EXERCISE BRIEF:
Copy the listing below word for word, with no changes of any kind.
═════ GIVEN RECORDS
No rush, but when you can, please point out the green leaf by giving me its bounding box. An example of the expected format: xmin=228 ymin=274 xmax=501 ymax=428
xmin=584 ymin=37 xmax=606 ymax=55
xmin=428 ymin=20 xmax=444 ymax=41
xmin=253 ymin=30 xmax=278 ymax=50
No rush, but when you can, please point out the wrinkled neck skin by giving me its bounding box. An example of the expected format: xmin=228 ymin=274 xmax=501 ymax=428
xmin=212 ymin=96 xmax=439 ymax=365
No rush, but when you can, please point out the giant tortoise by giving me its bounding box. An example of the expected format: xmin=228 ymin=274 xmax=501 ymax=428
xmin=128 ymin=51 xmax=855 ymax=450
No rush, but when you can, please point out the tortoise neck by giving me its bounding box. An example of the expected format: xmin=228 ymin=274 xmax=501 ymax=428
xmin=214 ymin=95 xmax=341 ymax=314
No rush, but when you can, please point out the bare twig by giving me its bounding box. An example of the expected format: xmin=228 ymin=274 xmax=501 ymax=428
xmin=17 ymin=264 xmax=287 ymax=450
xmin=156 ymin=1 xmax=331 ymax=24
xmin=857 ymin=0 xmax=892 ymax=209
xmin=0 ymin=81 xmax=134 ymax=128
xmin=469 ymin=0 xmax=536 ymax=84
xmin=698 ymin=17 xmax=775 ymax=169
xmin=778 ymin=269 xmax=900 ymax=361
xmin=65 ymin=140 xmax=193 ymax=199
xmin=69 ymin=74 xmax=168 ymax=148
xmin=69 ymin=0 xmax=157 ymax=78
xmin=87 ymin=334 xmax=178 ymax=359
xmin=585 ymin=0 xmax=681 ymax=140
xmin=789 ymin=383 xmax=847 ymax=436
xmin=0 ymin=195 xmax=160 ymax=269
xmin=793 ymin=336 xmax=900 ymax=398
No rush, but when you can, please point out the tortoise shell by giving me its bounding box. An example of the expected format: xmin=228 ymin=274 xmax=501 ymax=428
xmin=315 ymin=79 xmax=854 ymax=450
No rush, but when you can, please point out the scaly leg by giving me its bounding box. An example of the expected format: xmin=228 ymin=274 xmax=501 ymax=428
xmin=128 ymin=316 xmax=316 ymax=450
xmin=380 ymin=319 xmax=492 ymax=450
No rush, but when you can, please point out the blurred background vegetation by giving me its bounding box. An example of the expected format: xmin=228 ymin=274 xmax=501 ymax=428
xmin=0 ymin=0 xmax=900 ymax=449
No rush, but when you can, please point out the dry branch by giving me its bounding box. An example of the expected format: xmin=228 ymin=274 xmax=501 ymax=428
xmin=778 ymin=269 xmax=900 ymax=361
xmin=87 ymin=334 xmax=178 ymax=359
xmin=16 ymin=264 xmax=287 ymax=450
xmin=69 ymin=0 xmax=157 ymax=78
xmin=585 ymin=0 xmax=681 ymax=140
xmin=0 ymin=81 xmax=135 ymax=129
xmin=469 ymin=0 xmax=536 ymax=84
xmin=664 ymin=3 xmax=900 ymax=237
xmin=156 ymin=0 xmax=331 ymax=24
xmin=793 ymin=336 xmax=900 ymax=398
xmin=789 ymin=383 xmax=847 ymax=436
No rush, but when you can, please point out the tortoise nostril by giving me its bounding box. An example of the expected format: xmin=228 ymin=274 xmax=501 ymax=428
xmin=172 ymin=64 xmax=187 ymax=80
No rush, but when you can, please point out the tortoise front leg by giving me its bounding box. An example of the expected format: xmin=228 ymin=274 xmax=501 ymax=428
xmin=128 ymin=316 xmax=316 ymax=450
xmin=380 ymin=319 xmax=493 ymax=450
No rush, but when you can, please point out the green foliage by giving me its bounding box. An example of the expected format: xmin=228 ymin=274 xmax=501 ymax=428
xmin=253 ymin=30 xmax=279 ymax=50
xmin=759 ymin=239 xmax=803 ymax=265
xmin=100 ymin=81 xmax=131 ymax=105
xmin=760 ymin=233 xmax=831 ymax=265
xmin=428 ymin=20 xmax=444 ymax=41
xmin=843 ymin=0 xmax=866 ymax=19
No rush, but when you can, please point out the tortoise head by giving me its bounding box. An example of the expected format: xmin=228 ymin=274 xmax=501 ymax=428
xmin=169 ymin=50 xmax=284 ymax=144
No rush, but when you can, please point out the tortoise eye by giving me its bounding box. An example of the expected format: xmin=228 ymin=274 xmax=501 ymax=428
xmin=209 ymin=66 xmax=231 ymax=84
══════════
ANSWER TO THIS TASK:
No rush, but when you can, please point out the green leaf by giving me its bounding box. An example of the expected format: xmin=228 ymin=274 xmax=501 ymax=428
xmin=584 ymin=37 xmax=606 ymax=55
xmin=428 ymin=20 xmax=444 ymax=41
xmin=253 ymin=30 xmax=278 ymax=50
No rush, but when you can, please point out the wrinkled neck skin by giving me its bounding box. An example of the expected format: xmin=228 ymin=274 xmax=501 ymax=428
xmin=212 ymin=96 xmax=439 ymax=365
No rush, but when you can, please point out the giant tortoise by giving me its bounding box. An example of the expected format: xmin=228 ymin=274 xmax=501 ymax=428
xmin=128 ymin=51 xmax=855 ymax=450
No rush, but when you can, please point out the tortoise neck by giving me its bounding box. An example of the expected format: xmin=228 ymin=274 xmax=501 ymax=428
xmin=214 ymin=95 xmax=341 ymax=314
No rush, but when you can, please point out the bare twig by giving me its bounding box. An example of the expected format: xmin=228 ymin=274 xmax=501 ymax=428
xmin=17 ymin=264 xmax=287 ymax=450
xmin=156 ymin=1 xmax=331 ymax=24
xmin=857 ymin=0 xmax=892 ymax=209
xmin=0 ymin=81 xmax=134 ymax=128
xmin=469 ymin=0 xmax=536 ymax=84
xmin=698 ymin=17 xmax=775 ymax=169
xmin=778 ymin=269 xmax=900 ymax=361
xmin=65 ymin=140 xmax=193 ymax=199
xmin=69 ymin=74 xmax=168 ymax=148
xmin=69 ymin=0 xmax=157 ymax=78
xmin=87 ymin=334 xmax=178 ymax=359
xmin=585 ymin=0 xmax=681 ymax=140
xmin=789 ymin=383 xmax=847 ymax=436
xmin=0 ymin=195 xmax=160 ymax=269
xmin=793 ymin=336 xmax=900 ymax=398
No rush, but when you can, please point out the tortoise shell by giving me its bounding box. An example of the expected format: xmin=228 ymin=274 xmax=501 ymax=428
xmin=315 ymin=79 xmax=854 ymax=450
No rush, but when you can, please point out the scaly leg by giving me its bounding box. An example of the expected format: xmin=228 ymin=274 xmax=501 ymax=428
xmin=128 ymin=316 xmax=316 ymax=450
xmin=380 ymin=319 xmax=492 ymax=450
No rush, but when you can, please point out the blurred background vegetation by giving me its bounding box. An example of the expected format: xmin=228 ymin=274 xmax=501 ymax=428
xmin=0 ymin=0 xmax=900 ymax=449
No rush, but when you can, please point out the dry branch by giving me its bounding box. An example of the expected format: xmin=228 ymin=274 xmax=501 ymax=428
xmin=778 ymin=269 xmax=900 ymax=361
xmin=87 ymin=334 xmax=178 ymax=359
xmin=16 ymin=264 xmax=287 ymax=450
xmin=69 ymin=0 xmax=157 ymax=78
xmin=585 ymin=0 xmax=681 ymax=140
xmin=0 ymin=81 xmax=135 ymax=129
xmin=469 ymin=0 xmax=536 ymax=84
xmin=664 ymin=3 xmax=900 ymax=237
xmin=156 ymin=0 xmax=331 ymax=24
xmin=793 ymin=336 xmax=900 ymax=398
xmin=789 ymin=383 xmax=847 ymax=436
No rush, but when you can, please point out the tortoise nostril by giving me its bounding box. An example of the expected format: xmin=228 ymin=274 xmax=501 ymax=428
xmin=172 ymin=64 xmax=187 ymax=80
No rush, but when you can, please point out the tortoise front leg by giving me its bounding box. An example of the expected format: xmin=228 ymin=274 xmax=501 ymax=428
xmin=128 ymin=316 xmax=316 ymax=450
xmin=380 ymin=319 xmax=493 ymax=450
No rush, but when you can, please point out the green foliage by giving me its bounding box. An example of the expected format: xmin=228 ymin=274 xmax=501 ymax=428
xmin=253 ymin=30 xmax=279 ymax=50
xmin=759 ymin=239 xmax=803 ymax=265
xmin=100 ymin=81 xmax=131 ymax=105
xmin=760 ymin=233 xmax=831 ymax=265
xmin=428 ymin=20 xmax=444 ymax=41
xmin=843 ymin=0 xmax=866 ymax=19
No rush, but when you can, please point out the tortoise head by giving me its bounding box. An example of the expected format: xmin=228 ymin=274 xmax=501 ymax=428
xmin=169 ymin=50 xmax=284 ymax=144
No rush, but when you can, please point out the tortoise eye by giving me its bounding box. An example of the expected format: xmin=228 ymin=274 xmax=501 ymax=428
xmin=209 ymin=66 xmax=231 ymax=84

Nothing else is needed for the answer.